▸ **EXTRACT TO READ**:
SHANGHAI – Adagene Inc., of Suzhou, has raised $8 million in series A financing from a consortium of backers, including Fidelity Biosciences, Fidelity Asia Growth and Wuxi Venture Fund, an investment vehicle for Wuxi Apptec. First established in 2011, Adagene, an antibody discovery company, has been quietly developing its technology and is gearing up for its next stage of development.
"Adagene has pioneered new methods of antibody design and construction to make simple things easy and difficult things possible," said Peter Luo, co-founder and CEO of Adagene. "We continually build new libraries to explore important underrepresented and novel target spaces, with very high fidelity between design and construction."
While the company looks to provide antibodies with enhanced, drug-like qualities to clients, it also is committed to developing an internal pipeline focused on novel immune checkpoint targets and target combinations.
Luo, a serial entrepreneur, brings to China his experience as chief technology officer at Abmaxis Inc., an antibody discovery company he co-founded in Santa Clara, Calif., that was acquired by Merck & Co. Inc. for $80 million. (See BioWorld Today, May 10, 2006.)
His latest venture offers an alternative to mice- or yeast-based antibody generation (such as used by Adimab LLC), using computational technology to develop a synthetic library opening previously complex target classes to monospecific and IgG-like bispecific antibodies.
"We are building from scratch a discovery engine for antibody discovery which integrates computational design, screening and library construction," Luo told BioWorld Today. "To do this right you have to have enough people fully dedicated to do the very detailed work, which can be a challenge if you don't have enough manpower to do so."
The venture funding will be used to hire more people and further equip the lab, according to Ed Hu, chief financial officer and chief investment officer of Wuxi Apptec and longtime friend of Luo.
Hu said that it took some convincing to encourage Luo to leave his position at Merck and set up shop in China, but since his return Luo has been able to build a library of more than one thousand billion (1011) unique molecules.
Luo was also influenced by another longtime friend, Ge Li, founder of Wuxi Apptec and co-founder at Adagene whom he has known since graduate school days at Columbia University.
"He was a very outstanding student and has a style of doing things that was very similar, using a lot of computational tools and a lot of experiments," Luo said of Li. "Scientifically, we share very similar visions on how to get things done.
"Ge has been a pioneer, showing how you can build a formidable organization [Wuxi Apptec] to support big pharma and biotechs in drug discovery efforts and has been very successful showing you can do this based in China," Luo added.

▸ **INPUT DATA**:
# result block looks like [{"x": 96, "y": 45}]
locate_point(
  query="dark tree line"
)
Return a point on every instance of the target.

▸ **WORK ORDER**:
Quote the Adagene funding article word for word between "SHANGHAI – Adagene" and "stage of development.", inclusive.

▸ **SOLUTION**:
SHANGHAI – Adagene Inc., of Suzhou, has raised $8 million in series A financing from a consortium of backers, including Fidelity Biosciences, Fidelity Asia Growth and Wuxi Venture Fund, an investment vehicle for Wuxi Apptec. First established in 2011, Adagene, an antibody discovery company, has been quietly developing its technology and is gearing up for its next stage of development.